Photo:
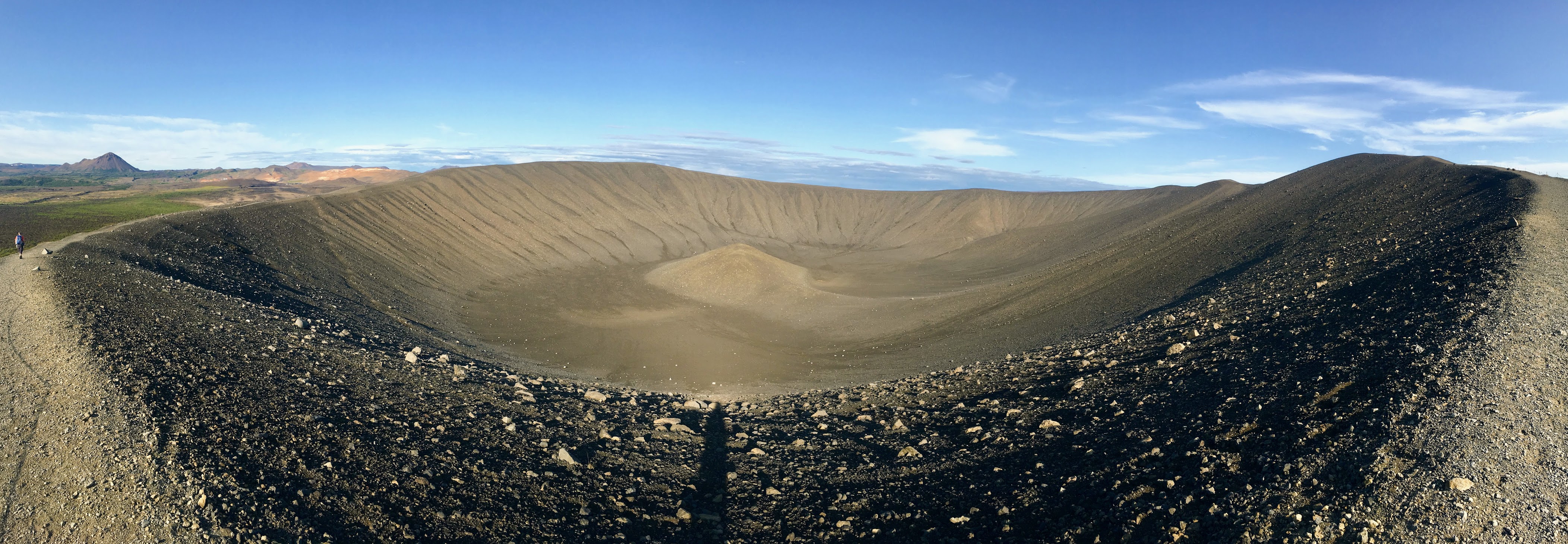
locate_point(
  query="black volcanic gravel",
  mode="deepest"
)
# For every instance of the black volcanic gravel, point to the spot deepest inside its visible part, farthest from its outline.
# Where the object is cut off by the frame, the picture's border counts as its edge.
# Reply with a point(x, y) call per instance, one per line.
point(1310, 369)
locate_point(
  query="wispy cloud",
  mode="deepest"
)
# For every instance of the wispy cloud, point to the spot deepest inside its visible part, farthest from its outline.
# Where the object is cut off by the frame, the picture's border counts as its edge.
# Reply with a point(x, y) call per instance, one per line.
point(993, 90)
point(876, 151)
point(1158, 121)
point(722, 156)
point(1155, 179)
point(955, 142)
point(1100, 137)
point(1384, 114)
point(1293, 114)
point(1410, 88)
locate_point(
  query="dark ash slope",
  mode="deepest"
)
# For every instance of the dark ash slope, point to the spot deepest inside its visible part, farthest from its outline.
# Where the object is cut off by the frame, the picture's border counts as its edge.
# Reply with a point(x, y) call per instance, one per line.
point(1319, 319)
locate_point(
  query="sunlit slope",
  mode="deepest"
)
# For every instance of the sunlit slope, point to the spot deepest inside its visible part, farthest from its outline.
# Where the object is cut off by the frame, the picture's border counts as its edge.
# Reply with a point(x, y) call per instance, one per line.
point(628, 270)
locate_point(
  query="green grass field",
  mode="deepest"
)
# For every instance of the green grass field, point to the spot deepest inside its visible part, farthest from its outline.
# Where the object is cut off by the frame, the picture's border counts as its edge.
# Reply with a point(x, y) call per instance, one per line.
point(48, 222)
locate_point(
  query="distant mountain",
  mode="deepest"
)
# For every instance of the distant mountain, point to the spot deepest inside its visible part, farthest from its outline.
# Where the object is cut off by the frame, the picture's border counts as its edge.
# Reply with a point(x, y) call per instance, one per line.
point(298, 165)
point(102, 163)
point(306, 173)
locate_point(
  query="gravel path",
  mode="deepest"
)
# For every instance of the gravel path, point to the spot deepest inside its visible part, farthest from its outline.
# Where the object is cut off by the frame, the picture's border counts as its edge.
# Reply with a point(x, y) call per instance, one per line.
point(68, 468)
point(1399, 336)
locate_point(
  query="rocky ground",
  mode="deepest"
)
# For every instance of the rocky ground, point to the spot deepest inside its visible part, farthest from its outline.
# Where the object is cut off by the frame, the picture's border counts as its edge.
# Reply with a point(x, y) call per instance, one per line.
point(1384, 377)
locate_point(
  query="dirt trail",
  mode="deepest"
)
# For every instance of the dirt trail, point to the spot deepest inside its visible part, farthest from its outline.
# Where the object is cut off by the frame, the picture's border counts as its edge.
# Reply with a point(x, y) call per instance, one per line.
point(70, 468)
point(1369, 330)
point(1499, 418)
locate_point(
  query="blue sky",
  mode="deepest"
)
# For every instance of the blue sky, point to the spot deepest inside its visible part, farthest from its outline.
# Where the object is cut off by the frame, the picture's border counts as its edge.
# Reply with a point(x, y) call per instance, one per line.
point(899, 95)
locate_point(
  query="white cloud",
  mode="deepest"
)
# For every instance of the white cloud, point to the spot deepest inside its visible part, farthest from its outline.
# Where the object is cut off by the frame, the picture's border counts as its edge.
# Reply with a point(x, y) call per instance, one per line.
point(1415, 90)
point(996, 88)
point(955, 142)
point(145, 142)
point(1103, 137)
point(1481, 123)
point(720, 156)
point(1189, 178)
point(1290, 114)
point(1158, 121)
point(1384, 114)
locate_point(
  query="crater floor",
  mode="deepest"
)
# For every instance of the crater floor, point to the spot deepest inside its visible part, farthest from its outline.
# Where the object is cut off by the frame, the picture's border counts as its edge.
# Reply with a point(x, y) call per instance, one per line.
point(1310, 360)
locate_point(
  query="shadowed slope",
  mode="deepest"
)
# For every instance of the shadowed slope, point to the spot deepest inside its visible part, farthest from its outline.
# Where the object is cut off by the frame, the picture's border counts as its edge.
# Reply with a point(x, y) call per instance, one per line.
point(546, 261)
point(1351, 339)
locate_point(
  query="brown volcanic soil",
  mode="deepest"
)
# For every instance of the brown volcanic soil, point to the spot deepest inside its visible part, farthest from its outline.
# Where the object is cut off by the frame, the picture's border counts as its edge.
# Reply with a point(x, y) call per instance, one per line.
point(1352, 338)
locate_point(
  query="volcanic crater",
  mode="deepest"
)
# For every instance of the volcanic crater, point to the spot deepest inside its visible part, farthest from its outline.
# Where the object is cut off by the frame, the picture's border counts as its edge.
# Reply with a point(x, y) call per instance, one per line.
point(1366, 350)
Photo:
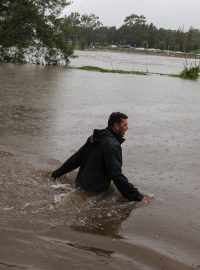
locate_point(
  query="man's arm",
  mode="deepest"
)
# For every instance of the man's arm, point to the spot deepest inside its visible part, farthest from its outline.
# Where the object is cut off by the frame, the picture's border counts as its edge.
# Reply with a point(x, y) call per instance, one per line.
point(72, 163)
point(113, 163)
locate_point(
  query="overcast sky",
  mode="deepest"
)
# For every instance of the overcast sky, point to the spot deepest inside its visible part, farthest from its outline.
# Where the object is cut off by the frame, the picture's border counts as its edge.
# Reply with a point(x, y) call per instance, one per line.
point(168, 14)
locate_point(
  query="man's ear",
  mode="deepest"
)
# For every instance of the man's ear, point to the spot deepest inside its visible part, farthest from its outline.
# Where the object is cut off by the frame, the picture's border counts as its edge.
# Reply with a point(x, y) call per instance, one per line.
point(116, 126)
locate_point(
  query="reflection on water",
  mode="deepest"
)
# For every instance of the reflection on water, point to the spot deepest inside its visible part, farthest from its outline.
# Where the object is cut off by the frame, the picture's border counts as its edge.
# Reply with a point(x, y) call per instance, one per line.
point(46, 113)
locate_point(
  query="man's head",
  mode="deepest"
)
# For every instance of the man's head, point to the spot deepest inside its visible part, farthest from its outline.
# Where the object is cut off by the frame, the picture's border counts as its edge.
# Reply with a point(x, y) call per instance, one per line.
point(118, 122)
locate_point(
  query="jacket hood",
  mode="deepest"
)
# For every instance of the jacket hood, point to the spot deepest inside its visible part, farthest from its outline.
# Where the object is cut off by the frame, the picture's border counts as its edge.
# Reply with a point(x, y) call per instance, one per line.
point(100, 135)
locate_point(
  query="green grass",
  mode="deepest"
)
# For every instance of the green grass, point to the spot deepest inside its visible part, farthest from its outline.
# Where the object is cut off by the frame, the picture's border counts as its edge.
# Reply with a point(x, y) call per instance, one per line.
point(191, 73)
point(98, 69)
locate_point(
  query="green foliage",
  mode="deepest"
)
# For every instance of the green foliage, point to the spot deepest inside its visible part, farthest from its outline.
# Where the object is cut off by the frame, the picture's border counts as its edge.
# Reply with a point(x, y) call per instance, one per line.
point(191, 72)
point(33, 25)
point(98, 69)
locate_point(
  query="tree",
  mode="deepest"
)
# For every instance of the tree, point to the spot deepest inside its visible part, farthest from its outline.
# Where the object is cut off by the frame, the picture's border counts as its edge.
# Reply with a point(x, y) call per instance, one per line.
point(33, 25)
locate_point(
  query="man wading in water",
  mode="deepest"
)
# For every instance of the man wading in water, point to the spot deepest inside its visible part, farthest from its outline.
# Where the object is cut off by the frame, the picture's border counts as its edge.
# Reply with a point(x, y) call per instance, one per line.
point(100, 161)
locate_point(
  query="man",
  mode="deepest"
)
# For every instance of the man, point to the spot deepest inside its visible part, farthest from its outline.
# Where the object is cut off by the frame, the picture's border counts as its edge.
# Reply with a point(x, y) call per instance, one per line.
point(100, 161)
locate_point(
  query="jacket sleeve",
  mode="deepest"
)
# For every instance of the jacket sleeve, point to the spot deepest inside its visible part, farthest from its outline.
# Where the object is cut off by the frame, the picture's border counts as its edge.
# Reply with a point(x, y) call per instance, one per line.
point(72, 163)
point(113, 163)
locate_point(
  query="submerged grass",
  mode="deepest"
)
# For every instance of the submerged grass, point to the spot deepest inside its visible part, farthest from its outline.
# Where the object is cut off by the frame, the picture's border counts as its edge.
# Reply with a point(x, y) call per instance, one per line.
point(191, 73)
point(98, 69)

...

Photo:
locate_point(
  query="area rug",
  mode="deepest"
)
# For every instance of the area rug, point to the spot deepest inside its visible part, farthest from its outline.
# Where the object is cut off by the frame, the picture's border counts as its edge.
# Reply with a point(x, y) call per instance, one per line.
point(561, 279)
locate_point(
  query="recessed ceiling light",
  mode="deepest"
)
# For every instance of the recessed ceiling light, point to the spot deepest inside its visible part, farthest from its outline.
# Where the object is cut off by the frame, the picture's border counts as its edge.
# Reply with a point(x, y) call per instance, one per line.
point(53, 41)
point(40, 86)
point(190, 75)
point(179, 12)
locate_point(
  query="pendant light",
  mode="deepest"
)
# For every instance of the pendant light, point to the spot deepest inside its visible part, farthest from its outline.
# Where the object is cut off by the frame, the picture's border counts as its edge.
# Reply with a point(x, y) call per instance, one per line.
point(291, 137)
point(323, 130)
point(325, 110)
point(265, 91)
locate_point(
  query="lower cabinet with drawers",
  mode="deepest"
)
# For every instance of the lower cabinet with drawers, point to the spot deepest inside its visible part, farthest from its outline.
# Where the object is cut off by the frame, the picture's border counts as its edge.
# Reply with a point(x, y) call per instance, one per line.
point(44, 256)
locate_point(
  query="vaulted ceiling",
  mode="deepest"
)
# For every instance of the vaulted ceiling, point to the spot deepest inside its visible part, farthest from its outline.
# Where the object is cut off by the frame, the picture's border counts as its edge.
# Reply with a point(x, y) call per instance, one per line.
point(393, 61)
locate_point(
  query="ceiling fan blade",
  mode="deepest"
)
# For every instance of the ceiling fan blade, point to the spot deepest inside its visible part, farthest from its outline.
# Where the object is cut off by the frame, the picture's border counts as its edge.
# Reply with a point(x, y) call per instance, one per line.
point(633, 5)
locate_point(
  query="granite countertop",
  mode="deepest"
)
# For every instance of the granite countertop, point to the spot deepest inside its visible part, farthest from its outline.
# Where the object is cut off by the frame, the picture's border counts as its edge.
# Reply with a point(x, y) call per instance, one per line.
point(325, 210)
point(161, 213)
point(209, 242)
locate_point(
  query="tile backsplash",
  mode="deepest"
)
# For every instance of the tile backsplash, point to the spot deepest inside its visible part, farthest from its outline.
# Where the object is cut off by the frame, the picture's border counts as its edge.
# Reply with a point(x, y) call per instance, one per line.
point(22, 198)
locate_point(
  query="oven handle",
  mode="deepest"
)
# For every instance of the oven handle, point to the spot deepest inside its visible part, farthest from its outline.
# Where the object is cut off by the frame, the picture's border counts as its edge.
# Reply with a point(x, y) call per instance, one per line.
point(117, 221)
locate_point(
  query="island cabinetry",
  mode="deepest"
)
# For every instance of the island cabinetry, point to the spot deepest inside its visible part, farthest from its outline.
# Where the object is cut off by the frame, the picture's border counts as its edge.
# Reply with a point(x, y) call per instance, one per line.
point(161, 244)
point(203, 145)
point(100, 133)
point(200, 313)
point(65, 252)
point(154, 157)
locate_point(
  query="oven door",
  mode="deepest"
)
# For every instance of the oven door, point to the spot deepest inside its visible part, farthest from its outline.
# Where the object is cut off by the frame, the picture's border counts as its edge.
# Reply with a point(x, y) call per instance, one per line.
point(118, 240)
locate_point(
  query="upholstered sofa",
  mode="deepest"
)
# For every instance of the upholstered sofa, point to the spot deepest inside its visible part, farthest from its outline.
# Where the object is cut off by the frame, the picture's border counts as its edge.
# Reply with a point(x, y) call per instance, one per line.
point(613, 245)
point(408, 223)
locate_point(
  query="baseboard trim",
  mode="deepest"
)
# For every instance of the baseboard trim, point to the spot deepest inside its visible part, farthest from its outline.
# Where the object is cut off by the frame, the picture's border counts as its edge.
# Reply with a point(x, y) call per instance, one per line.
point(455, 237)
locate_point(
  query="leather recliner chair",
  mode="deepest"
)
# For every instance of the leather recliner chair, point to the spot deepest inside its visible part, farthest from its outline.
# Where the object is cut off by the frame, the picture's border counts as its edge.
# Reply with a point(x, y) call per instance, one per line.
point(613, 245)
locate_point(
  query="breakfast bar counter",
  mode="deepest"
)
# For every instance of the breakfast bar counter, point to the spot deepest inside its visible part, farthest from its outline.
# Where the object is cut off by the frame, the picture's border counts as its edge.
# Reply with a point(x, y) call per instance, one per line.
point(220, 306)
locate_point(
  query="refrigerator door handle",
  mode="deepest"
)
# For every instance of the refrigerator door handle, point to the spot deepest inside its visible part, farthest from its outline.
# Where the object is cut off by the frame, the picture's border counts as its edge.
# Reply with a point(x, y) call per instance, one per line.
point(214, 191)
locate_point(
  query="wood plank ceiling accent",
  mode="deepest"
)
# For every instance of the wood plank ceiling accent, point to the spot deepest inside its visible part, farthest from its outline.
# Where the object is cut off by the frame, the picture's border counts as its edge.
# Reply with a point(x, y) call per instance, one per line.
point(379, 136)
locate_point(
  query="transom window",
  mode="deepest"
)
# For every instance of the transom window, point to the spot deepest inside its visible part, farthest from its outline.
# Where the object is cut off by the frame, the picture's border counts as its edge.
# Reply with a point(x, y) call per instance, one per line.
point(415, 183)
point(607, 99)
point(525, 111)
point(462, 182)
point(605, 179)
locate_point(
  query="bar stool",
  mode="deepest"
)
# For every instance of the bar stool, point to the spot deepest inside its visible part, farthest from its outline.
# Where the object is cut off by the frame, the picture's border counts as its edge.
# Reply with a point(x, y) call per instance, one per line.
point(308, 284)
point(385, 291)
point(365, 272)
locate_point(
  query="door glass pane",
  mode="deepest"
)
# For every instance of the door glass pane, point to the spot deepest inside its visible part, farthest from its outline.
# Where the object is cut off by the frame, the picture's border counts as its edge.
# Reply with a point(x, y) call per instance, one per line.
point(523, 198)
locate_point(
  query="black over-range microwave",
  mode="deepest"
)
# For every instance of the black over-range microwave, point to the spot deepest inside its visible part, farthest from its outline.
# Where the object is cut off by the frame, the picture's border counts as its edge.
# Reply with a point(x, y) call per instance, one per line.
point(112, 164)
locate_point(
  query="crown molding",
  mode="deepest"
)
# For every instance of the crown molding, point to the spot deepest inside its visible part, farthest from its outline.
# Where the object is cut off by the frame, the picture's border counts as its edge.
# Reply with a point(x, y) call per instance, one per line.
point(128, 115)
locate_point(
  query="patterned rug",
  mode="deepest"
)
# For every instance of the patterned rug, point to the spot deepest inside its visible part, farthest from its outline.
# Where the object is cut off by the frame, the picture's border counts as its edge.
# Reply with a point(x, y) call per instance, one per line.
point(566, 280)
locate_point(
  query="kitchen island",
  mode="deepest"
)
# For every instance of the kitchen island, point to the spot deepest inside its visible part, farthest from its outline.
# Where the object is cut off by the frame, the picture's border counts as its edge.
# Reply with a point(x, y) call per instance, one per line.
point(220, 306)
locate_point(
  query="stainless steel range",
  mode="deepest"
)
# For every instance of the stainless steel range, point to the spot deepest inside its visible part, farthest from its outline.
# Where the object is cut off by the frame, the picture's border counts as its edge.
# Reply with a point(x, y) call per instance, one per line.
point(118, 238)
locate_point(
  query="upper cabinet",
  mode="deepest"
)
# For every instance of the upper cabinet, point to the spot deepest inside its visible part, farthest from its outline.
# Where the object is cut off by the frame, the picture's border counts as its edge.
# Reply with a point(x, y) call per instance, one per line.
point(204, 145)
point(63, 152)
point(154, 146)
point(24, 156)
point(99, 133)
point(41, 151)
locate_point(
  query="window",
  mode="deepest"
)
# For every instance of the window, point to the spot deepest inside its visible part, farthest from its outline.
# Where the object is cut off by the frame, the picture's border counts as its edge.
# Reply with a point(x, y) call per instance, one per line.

*Problem description*
Find each line in the entries above that contains the word "upper", and copy all of those lines.

*Result of this exercise*
  query="upper cabinet",
# For every instance of the upper cabinet, point to the spot deepest inside its visible part, farthest from its outline.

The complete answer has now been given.